## EXERCISE AIM
Everything from the line containing "Target: fence" to the end of the material, both ends included, should be repeated exactly; please give only those lines.

## DATA FOR THIS EXERCISE
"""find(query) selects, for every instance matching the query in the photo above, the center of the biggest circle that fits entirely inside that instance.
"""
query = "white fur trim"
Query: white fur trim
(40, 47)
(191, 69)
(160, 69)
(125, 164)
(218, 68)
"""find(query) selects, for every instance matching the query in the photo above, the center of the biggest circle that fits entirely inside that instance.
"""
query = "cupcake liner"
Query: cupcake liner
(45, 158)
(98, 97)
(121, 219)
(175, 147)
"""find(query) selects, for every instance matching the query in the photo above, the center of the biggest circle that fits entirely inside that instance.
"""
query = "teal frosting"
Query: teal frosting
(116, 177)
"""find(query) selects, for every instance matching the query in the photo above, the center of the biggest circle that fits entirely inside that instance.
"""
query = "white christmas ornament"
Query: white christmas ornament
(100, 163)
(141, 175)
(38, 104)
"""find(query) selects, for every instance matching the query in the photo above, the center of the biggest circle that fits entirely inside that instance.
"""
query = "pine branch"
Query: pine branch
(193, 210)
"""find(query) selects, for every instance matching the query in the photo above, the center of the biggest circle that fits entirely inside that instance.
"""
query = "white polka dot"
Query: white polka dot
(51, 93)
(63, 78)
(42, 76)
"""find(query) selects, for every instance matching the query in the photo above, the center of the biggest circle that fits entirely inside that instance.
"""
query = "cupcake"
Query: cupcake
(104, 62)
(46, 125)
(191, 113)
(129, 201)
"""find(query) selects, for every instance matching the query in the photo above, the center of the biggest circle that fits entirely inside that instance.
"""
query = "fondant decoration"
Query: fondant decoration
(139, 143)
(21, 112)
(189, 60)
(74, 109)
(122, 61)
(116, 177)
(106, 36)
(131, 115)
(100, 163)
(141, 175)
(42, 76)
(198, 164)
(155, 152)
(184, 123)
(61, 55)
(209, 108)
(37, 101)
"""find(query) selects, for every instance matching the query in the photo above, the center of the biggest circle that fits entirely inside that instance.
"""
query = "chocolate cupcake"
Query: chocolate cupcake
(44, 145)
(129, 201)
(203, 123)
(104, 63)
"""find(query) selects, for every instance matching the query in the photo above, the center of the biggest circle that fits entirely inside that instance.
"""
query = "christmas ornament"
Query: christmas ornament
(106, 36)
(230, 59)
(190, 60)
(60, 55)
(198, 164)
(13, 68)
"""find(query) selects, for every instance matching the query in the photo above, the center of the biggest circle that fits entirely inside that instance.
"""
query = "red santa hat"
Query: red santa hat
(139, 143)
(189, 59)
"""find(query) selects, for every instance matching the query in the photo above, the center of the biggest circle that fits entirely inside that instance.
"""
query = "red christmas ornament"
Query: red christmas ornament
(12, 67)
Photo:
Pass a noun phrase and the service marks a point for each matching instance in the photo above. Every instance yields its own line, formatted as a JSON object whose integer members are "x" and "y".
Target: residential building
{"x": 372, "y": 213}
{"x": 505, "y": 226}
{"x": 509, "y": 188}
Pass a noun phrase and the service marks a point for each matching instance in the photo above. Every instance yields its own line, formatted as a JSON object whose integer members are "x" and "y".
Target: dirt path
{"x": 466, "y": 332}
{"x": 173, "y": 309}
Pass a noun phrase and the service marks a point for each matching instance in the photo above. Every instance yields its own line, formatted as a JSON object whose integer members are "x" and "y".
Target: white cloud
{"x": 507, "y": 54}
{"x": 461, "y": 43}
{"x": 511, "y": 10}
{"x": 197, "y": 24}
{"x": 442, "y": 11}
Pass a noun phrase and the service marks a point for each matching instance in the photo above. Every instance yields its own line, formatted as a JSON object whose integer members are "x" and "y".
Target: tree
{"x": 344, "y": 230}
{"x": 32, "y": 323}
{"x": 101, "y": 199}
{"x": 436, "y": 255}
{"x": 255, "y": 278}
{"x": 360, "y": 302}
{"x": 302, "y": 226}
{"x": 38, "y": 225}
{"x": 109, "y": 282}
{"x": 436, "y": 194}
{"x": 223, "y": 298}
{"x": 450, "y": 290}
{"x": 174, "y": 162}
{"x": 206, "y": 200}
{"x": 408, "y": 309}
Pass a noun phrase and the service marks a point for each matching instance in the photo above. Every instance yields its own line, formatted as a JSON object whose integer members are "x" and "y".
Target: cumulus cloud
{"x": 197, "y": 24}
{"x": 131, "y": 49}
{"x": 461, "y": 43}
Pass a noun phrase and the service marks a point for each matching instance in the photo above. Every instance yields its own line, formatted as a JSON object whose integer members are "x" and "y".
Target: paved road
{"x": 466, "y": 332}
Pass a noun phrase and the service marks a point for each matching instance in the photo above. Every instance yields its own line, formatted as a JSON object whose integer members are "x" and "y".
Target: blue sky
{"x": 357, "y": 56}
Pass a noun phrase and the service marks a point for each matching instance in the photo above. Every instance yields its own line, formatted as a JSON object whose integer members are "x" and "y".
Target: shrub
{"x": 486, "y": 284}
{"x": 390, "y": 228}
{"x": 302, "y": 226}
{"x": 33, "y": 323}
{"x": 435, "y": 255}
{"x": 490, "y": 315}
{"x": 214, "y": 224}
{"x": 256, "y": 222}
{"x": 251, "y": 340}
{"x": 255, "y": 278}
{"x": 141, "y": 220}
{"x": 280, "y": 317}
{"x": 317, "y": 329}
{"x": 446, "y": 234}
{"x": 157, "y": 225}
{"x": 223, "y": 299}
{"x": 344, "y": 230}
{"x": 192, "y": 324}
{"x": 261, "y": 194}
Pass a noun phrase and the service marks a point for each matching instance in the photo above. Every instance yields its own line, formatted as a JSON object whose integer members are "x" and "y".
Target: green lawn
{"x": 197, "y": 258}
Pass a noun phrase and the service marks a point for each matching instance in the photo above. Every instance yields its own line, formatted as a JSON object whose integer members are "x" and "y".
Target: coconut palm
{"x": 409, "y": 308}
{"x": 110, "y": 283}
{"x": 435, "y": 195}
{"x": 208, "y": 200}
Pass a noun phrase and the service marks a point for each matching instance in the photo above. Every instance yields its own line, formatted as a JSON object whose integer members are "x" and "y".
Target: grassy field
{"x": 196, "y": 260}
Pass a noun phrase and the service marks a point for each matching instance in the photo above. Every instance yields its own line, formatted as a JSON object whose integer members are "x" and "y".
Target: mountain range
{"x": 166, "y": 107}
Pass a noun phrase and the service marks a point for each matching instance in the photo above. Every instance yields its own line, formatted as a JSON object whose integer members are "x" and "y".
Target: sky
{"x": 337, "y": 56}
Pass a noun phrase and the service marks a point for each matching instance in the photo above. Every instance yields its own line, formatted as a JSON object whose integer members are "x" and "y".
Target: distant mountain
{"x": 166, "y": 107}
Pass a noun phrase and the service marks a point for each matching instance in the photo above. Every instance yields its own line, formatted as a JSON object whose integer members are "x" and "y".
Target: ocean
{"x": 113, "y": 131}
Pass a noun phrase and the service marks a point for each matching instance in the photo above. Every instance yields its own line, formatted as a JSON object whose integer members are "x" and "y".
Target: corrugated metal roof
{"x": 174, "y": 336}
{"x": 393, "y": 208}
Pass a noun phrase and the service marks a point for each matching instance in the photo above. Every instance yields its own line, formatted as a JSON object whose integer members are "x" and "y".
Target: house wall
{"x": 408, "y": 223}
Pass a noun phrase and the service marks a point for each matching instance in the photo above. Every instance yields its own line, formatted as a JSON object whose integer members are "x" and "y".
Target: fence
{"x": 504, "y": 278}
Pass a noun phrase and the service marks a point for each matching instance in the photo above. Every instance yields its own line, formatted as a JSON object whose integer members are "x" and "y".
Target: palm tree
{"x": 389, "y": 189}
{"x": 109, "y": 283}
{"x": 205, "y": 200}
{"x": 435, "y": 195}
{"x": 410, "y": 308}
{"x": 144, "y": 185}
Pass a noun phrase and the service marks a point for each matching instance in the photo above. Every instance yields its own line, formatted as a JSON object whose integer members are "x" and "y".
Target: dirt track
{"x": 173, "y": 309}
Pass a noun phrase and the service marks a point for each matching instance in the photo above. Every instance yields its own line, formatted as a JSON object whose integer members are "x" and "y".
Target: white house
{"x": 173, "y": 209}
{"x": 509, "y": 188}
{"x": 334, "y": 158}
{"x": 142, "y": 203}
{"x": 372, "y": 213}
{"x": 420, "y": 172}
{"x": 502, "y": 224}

## SOLUTION BELOW
Target: fence
{"x": 504, "y": 278}
Pass a noun phrase and the service marks a point for each matching instance in the photo above. Every instance yields its own line, formatted as a JSON object whose integer members are "x" and "y".
Target: palm tree
{"x": 389, "y": 189}
{"x": 109, "y": 283}
{"x": 205, "y": 200}
{"x": 435, "y": 195}
{"x": 410, "y": 308}
{"x": 144, "y": 185}
Pass a noun phrase and the service marks a point for each matching instance in the photo above. Every instance yields its own line, formatted as a JSON object whose integer members are "x" and "y".
Target: dirt track
{"x": 173, "y": 309}
Pass a noun phrase and the service marks a point for each matching instance in the photo above. Every instance yields its own line, formatted as a JSON object whose integer members are "x" and "y".
Target: white house
{"x": 173, "y": 209}
{"x": 509, "y": 188}
{"x": 334, "y": 158}
{"x": 142, "y": 203}
{"x": 372, "y": 213}
{"x": 420, "y": 172}
{"x": 502, "y": 224}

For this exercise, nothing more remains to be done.